:: PASSAGE GIVEN

[Peace-discuss] Common opinions - basis for a new politics?

C. G. Estabrook galliher at illinois.edu
Sat Jan 2 15:51:34 CST 2010


I think you're quite right about the 2000 election. People forget that perhaps 
the most attractive part of Bush's 2000 campaign was his opposition to the 
Clinton/Gore administration's war on Serbia (about which Gore was even more 
bloodthirsty than Clinton).  Bush attacked Gore's "nation-building" - pointing 
out that it was a euphemism - and Gore had no answer except Clinton's lies about 
the war (which I satirized at the time in a piece that's still on the web -- ah, 
there it is: "Japan Bombs New Mexico"<http://www.tmcrew.org/news/nato/sat.htm>).

I don't agree about 9/11.  To me it's a counter-blow in the generation-long 
invasion of the Mideast by the US - one that the US did not take effective steps 
to prevent because it needed a casus belli other than the real one: control of 
resources. It was the "second Pearl Harbor" that the neocons wanted - and in 
this similar to the first one (and to, e.g., Fort Sumter). For practically the 
first time, "the guns were pointed in the other direction" - that's the  crazy 
conspiracy theory that recommends itself to me.

::::

▶ _EXERCISES_:
• 1. Reproduce verbatim the passage of the post from "I don't agree" up to and including "itself to me.".
• 2. List every phrase that the post places within double quotation marks.
• 3. Translate the following sentence from the post into French: "I think you're quite right about the 2000 election."

:: RECORDED DATA

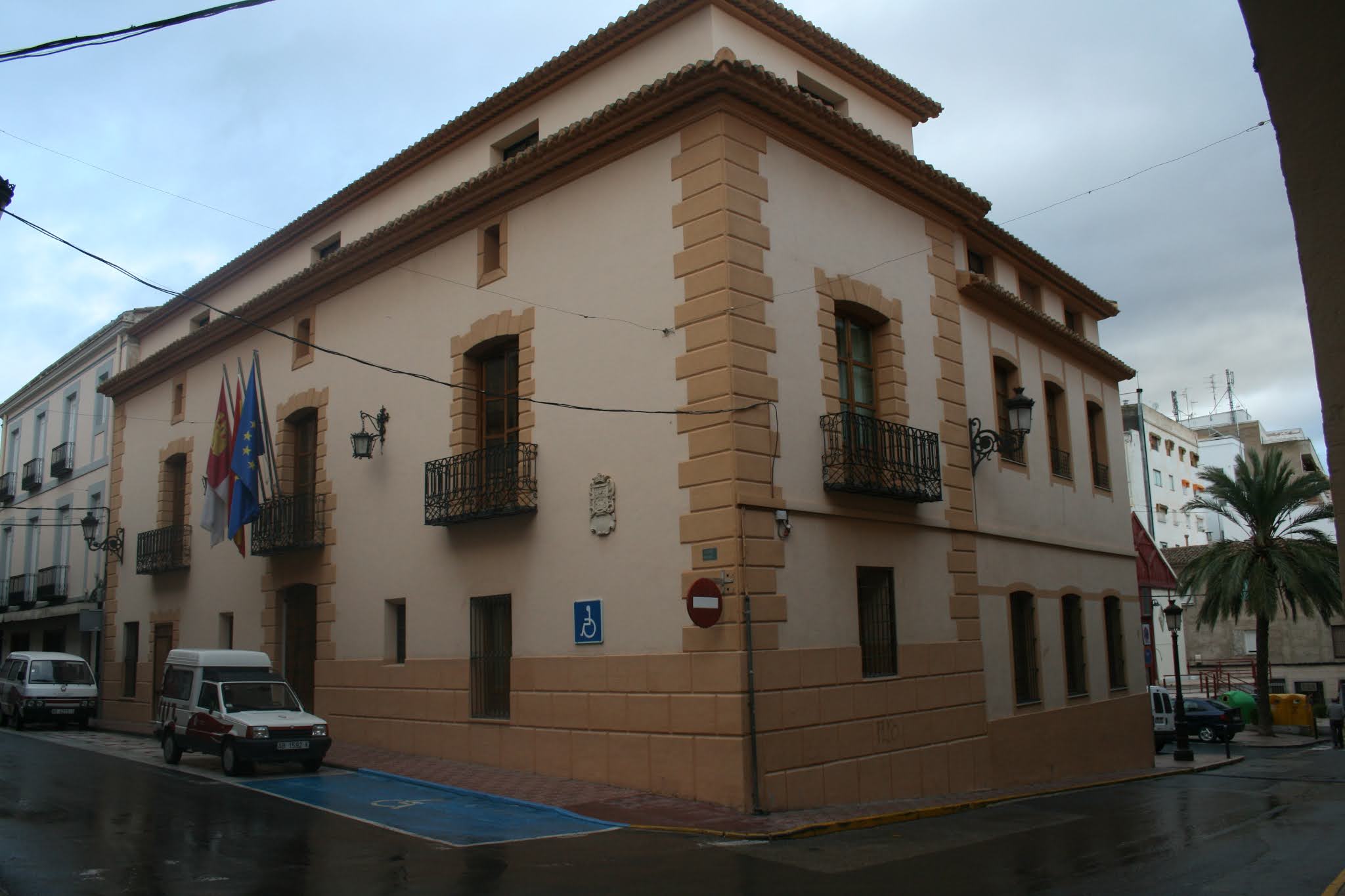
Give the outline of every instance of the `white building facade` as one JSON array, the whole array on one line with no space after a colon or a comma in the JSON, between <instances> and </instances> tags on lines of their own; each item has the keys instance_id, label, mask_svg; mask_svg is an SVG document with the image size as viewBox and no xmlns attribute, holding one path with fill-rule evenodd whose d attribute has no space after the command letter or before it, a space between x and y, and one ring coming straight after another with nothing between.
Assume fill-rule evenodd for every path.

::::
:: RECORDED DATA

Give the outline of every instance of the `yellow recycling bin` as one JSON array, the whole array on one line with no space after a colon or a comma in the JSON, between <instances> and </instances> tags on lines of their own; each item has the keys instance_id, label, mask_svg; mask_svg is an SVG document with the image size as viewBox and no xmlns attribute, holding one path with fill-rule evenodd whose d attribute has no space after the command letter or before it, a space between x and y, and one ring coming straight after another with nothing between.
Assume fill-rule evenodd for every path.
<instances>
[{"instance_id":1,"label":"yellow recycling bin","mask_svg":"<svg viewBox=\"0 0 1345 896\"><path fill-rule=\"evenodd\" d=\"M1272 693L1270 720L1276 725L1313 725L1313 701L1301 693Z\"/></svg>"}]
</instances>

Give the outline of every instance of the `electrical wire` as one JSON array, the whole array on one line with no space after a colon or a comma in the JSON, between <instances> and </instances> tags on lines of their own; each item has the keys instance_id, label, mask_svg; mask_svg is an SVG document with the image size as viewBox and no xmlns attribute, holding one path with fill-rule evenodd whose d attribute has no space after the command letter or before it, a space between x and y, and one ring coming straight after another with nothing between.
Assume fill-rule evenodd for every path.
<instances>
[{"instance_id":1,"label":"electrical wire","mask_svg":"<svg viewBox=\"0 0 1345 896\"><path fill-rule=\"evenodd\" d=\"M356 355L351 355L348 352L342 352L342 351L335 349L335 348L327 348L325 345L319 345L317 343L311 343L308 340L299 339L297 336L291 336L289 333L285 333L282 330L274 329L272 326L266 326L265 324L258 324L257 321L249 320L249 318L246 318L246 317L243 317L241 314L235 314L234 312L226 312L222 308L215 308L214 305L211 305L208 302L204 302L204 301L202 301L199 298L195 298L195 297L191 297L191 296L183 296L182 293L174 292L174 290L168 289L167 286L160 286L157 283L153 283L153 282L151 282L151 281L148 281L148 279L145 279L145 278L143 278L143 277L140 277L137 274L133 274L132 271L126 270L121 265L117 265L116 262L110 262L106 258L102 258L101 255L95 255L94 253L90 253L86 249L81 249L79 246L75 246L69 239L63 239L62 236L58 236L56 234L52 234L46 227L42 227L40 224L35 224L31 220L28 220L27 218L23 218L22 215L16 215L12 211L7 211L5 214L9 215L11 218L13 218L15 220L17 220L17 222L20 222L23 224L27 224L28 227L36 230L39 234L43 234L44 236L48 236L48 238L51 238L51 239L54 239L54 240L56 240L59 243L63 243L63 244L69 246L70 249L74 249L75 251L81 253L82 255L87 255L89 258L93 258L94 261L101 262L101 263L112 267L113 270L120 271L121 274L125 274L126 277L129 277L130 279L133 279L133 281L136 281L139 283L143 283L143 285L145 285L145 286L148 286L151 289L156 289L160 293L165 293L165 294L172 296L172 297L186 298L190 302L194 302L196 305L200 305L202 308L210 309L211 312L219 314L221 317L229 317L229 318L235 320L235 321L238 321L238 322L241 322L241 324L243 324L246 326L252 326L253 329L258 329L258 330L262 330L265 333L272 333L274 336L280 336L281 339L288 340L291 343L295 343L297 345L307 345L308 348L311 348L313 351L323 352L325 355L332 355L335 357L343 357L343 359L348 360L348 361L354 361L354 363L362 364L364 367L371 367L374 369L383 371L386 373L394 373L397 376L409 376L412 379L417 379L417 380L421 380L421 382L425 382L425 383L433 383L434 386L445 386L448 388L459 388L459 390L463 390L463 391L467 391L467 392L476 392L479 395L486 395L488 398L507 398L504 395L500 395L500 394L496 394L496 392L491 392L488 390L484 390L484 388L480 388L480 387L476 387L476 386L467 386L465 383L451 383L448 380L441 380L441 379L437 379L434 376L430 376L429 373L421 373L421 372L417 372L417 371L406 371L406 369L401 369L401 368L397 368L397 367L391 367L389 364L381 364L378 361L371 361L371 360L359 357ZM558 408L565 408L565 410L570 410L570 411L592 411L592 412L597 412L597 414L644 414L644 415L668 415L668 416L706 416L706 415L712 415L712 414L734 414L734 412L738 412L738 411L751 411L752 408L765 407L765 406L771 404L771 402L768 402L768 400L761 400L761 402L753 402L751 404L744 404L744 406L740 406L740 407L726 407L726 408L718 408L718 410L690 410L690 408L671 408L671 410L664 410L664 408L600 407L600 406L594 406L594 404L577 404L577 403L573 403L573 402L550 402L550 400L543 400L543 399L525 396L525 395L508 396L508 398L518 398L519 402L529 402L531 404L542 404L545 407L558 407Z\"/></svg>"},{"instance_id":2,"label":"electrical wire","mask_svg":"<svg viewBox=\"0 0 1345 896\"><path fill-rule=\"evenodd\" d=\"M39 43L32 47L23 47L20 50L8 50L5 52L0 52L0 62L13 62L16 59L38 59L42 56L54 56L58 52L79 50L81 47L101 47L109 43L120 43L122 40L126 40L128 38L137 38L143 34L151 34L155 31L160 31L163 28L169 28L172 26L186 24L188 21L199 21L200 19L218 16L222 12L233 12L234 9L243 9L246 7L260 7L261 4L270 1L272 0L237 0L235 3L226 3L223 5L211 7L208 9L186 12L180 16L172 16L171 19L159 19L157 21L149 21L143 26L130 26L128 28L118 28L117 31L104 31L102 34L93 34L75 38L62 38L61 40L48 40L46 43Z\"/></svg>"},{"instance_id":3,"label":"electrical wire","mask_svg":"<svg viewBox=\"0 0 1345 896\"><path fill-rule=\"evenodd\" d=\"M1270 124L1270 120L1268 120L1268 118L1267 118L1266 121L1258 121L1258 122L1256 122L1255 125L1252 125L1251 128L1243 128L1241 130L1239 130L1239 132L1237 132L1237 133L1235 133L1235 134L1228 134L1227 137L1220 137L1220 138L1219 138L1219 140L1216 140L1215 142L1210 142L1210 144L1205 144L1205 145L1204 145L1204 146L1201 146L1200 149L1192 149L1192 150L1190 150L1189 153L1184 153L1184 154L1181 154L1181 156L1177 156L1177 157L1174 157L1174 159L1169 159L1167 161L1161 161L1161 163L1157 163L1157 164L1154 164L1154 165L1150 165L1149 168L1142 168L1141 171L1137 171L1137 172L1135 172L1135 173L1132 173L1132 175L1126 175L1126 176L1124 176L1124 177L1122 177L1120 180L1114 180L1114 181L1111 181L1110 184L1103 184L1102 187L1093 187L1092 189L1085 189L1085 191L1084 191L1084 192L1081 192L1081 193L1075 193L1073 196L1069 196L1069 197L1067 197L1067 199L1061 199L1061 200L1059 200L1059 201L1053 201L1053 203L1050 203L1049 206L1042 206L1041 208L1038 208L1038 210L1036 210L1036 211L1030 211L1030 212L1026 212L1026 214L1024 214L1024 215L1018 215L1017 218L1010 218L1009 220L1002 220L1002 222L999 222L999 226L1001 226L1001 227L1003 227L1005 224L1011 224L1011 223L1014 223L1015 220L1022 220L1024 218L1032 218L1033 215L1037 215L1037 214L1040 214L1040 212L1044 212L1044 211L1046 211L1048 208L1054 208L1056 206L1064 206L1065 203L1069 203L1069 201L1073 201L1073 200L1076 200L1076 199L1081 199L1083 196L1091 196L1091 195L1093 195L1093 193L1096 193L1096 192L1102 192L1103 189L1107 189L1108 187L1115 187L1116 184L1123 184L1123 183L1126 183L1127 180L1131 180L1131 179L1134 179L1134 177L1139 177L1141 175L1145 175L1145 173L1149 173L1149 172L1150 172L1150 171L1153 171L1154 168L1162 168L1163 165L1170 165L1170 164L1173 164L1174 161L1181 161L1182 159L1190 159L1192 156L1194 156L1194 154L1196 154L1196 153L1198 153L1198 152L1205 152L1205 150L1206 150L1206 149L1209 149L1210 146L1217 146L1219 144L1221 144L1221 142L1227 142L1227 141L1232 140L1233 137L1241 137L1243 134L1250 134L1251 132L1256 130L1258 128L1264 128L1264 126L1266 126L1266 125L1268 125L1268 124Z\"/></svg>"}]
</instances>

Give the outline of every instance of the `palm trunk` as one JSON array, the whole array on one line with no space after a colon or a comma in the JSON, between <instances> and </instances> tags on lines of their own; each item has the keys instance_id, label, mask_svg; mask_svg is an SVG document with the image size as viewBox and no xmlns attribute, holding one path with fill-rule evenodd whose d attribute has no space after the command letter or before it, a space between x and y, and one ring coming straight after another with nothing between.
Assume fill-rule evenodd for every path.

::::

▶ _ANSWER SET_:
• 1.
I don't agree about 9/11.  To me it's a counter-blow in the generation-long 
invasion of the Mideast by the US - one that the US did not take effective steps 
to prevent because it needed a casus belli other than the real one: control of 
resources. It was the "second Pearl Harbor" that the neocons wanted - and in 
this similar to the first one (and to, e.g., Fort Sumter). For practically the 
first time, "the guns were pointed in the other direction" - that's the  crazy 
conspiracy theory that recommends itself to me.

• 2.
"nation-building"
"Japan Bombs New Mexico"
"second Pearl Harbor"
"the guns were pointed in the other direction"

• 3. Je pense que vous avez tout à fait raison au sujet de l'élection de 2000.